Article =>
It is a few days after New Year’s, and at this time of year I often, like so many of you, find myself reflecting on the year gone by. However, if I am completely honest with all of you 2018 stunk for me and I have even been caught saying to my husband it was the worst year of my life. I know, that’s so dramatic, but I am a theatre teacher after all. Now, I preface this acclamation with the knowledge that many people always it worse than I do, and there is a lot I have to be grateful for: I have my health, a home, and a very supportive husband and two loving parents, but other aspects of my life have just fallen apart.
Losing my job suddenly in April and having to remain at the school till the end of the year was the first big hurdle. I cried every single day and still at times find myself crying about it. I miss my students. I loved each and every one of them and poured my heart and soul into them to help foster in them a love of the arts and creativity. I received no advance warning and don’t understand why my job was eliminated and the program restructured. I guess I ever will know just what happened. Shortly after this event, my car was broken into and when I say everything was taken, I mean everything was taken. Laptops, iPad, planner, pictures, wallet, you get the picture…. Lesson learned—never leave your personal belongings in your car even when it is right in front of your house. This event led to dealing with stolen identity issues from which I am still feeling the repercussions. Over the summer I looked for jobs, and it was a very disheartening search. I lost count of how many times I heard “We have decided to go in a different direction.” I did finally get a new teaching job, which I enjoy, but the pay is much lower than what I was making before, my workload is much larger and the drive is a 90-mile commute each day. To top this off we had two major dog emergencies: Schenna’s leg amputation and Bunker’s reaction to being spayed. Thankfully both dogs are healthy and happy now.

Rows from an object pointing dataset:

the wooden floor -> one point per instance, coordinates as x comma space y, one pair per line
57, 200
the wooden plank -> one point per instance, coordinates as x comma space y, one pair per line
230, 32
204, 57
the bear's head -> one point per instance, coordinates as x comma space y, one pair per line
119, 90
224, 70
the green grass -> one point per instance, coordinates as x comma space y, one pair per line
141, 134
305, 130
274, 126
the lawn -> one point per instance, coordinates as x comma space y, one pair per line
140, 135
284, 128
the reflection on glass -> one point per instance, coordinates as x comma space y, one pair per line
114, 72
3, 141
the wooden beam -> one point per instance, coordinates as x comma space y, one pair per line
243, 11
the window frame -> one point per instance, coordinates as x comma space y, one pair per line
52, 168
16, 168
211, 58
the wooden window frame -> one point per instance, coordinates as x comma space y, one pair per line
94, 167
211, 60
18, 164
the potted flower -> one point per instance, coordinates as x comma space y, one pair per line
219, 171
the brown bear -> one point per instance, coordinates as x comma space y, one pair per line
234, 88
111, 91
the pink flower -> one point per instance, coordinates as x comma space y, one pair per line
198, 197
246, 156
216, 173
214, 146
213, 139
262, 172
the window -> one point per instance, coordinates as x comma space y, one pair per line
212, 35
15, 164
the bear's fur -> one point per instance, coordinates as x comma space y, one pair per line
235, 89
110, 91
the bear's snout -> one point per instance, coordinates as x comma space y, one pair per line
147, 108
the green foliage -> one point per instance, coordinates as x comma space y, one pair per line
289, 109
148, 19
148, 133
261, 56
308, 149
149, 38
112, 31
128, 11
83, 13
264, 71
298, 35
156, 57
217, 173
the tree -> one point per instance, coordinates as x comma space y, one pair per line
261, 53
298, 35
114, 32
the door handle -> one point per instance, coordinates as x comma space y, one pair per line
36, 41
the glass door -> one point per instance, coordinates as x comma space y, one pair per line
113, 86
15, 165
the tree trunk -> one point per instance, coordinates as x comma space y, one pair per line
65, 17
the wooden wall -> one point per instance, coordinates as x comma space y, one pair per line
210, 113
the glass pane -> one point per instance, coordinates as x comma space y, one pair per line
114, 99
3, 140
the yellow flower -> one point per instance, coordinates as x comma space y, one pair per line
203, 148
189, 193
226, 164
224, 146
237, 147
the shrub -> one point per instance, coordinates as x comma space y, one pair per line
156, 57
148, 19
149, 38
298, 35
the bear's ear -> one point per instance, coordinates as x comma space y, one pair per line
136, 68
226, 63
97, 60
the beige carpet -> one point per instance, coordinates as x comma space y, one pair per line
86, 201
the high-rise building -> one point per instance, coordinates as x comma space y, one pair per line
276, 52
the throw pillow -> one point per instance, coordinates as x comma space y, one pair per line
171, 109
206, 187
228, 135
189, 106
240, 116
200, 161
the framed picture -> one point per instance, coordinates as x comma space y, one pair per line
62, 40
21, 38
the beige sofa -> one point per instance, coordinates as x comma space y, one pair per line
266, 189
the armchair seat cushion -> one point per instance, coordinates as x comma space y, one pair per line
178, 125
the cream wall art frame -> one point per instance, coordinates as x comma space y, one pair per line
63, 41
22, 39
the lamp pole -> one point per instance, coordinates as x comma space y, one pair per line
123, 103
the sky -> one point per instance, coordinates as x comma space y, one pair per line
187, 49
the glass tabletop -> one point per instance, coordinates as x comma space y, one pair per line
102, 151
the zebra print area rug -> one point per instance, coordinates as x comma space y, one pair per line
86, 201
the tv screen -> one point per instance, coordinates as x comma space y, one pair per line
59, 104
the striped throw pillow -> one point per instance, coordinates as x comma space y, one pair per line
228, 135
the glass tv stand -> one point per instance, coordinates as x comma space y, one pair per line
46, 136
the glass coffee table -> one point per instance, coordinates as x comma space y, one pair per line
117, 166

Set of tasks =>
- a) In the reflection on 2018, how many miles is the daily commute to the new teaching job?
- b) Echo everything in the reflection on 2018 from "It is a few" down to "just fallen apart.".
- c) What does the reflection on 2018 list as the things the writer has to be grateful for?

Outputs in order =>
- a) 90 miles

- b)
It is a few days after New Year’s, and at this time of year I often, like so many of you, find myself reflecting on the year gone by. However, if I am completely honest with all of you 2018 stunk for me and I have even been caught saying to my husband it was the worst year of my life. I know, that’s so dramatic, but I am a theatre teacher after all. Now, I preface this acclamation with the knowledge that many people always it worse than I do, and there is a lot I have to be grateful for: I have my health, a home, and a very supportive husband and two loving parents, but other aspects of my life have just fallen apart.

- c)
- health
- a home
- a very supportive husband
- two loving parents